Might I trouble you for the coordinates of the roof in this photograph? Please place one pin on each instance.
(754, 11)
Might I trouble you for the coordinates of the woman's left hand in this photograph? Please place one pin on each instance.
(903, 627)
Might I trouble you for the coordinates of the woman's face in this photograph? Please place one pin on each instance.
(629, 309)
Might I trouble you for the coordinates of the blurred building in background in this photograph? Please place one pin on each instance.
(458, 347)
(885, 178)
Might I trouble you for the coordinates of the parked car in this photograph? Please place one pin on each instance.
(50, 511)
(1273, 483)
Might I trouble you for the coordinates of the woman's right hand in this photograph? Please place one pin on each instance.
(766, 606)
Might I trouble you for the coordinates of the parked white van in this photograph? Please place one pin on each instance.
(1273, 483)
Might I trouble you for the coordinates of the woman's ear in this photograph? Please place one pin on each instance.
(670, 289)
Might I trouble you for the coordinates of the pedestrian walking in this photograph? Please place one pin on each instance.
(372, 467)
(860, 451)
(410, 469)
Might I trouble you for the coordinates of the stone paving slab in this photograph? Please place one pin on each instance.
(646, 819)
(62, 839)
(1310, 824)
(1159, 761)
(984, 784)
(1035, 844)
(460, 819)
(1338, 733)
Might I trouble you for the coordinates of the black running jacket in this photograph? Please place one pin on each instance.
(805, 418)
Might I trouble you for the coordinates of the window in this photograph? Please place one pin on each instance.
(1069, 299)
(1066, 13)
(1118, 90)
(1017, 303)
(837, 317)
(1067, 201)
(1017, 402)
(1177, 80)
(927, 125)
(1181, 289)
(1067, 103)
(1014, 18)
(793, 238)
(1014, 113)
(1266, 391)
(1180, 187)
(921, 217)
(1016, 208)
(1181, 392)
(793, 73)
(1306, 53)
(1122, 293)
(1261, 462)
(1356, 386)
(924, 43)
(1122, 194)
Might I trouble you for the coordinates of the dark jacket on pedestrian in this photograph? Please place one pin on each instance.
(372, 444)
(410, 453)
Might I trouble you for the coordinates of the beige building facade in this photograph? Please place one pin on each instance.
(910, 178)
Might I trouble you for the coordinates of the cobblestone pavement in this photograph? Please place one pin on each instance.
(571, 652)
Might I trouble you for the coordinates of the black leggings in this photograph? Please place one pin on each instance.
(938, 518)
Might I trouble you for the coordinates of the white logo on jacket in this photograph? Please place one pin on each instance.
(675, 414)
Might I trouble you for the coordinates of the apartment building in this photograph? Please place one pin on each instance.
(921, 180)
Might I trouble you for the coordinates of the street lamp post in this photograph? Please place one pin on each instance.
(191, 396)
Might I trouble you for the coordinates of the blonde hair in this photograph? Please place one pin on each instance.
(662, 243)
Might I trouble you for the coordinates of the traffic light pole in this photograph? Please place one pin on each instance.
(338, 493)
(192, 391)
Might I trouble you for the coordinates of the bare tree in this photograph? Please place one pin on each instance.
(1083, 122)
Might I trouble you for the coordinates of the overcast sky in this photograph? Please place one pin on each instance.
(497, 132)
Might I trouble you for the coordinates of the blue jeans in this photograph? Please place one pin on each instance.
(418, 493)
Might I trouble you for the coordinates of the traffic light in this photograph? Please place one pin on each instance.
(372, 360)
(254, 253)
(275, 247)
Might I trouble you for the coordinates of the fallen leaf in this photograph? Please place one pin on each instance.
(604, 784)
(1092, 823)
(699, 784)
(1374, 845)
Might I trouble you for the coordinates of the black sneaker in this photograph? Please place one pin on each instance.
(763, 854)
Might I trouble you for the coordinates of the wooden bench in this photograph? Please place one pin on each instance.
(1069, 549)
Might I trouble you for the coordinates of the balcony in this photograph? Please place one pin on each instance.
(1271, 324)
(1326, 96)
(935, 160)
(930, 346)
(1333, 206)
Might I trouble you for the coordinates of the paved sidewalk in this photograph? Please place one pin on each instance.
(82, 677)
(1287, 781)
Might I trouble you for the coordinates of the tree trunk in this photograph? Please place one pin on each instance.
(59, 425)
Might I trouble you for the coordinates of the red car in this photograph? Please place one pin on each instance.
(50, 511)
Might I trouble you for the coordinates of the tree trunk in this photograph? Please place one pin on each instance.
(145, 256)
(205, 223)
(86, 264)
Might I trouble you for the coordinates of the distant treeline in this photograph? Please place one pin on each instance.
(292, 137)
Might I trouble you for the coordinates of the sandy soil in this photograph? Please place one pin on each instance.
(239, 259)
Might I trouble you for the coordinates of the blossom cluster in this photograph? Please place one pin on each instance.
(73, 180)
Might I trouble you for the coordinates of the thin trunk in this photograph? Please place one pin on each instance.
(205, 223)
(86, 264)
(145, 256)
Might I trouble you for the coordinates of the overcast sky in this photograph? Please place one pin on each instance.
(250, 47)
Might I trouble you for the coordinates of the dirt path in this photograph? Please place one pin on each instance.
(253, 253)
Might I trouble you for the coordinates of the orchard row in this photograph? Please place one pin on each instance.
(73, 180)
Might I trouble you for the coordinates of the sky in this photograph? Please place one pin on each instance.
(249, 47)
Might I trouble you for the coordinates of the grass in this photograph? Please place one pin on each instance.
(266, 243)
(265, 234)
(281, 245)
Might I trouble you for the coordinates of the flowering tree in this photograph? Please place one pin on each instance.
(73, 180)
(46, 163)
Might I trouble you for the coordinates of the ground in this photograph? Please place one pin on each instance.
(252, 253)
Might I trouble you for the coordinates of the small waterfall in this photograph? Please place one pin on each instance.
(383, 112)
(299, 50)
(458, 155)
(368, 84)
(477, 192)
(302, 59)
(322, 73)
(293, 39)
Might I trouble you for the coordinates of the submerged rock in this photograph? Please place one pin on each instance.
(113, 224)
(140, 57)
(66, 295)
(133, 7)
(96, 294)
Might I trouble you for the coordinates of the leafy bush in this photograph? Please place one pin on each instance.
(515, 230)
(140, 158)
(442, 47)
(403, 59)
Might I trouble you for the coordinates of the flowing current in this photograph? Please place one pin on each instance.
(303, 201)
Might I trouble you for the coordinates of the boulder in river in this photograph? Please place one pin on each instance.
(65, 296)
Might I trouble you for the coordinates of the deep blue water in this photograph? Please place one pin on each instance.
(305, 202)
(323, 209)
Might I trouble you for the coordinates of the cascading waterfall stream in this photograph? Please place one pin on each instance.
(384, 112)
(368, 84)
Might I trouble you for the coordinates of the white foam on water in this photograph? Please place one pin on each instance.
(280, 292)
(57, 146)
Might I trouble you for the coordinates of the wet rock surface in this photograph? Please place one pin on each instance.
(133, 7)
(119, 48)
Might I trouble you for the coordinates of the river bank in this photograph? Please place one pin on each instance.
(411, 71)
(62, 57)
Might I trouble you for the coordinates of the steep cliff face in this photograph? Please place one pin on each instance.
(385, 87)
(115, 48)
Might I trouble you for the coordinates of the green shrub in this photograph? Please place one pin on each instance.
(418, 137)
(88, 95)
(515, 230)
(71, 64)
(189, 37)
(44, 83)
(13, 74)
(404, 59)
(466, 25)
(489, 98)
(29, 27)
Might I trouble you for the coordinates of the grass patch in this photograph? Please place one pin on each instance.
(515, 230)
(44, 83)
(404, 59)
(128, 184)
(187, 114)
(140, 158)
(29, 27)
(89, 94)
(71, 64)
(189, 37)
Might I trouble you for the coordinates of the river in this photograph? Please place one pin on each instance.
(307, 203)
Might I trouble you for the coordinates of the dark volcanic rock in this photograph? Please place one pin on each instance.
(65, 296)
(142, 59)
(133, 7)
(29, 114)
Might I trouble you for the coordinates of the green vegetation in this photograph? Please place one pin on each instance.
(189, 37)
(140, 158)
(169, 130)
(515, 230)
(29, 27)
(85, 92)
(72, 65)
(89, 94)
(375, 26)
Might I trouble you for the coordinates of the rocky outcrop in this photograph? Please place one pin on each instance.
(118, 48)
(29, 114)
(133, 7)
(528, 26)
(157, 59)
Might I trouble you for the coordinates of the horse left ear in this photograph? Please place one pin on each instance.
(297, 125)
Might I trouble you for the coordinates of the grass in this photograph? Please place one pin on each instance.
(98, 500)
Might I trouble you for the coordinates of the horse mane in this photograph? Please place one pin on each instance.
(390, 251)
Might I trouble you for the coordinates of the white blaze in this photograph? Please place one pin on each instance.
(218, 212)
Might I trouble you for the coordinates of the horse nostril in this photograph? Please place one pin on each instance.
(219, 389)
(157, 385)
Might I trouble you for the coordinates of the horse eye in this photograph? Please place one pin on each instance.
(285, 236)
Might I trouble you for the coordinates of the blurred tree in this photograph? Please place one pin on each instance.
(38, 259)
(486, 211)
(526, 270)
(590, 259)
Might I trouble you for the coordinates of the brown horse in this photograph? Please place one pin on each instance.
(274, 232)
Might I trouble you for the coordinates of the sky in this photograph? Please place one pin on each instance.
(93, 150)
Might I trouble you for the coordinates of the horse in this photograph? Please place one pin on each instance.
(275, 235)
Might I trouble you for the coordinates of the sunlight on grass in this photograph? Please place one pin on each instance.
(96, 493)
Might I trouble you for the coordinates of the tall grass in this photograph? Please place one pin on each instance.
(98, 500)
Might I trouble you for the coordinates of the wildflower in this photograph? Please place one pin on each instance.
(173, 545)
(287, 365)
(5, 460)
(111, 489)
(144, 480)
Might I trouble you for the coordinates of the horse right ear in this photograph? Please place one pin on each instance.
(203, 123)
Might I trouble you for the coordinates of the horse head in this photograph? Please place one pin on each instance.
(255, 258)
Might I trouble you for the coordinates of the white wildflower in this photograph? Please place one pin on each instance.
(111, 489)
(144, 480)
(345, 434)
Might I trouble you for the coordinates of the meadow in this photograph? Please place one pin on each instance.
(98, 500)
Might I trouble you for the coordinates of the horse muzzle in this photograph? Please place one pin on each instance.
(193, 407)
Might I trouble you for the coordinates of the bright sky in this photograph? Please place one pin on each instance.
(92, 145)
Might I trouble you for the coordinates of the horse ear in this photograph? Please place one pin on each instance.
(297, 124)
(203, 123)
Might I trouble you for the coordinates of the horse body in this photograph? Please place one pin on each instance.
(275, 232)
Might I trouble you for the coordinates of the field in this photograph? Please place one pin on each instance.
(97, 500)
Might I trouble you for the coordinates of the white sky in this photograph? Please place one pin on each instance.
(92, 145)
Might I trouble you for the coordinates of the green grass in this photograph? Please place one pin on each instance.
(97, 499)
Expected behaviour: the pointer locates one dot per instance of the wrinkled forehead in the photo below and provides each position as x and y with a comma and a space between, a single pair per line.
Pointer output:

● **WHAT TO PRODUCE**
Copy, with no alteration, the line that contains "Might I trouble you for the coordinates of the horse body" and each remaining line of the listing above.

● **RESPONSE TO THIS TASK**
Might I trouble you for the coordinates of the horse body in this photograph? Please place one pin on each instance.
(275, 232)
Might I trouble you for the coordinates of the field in this photograph? Please place one pin on each instance.
(97, 500)
Might I trouble you for the coordinates of the white sky in this photograph? Please place one pin on each instance.
(92, 145)
Might I trouble you for the coordinates of the green grass in this photograph? Please place one pin on each instance.
(97, 499)
Expected behaviour: the pointer locates one dot per instance of the wrinkled forehead in the photo below and provides each position as x and y with a comma and a space between, a single pair per line.
Pointer output:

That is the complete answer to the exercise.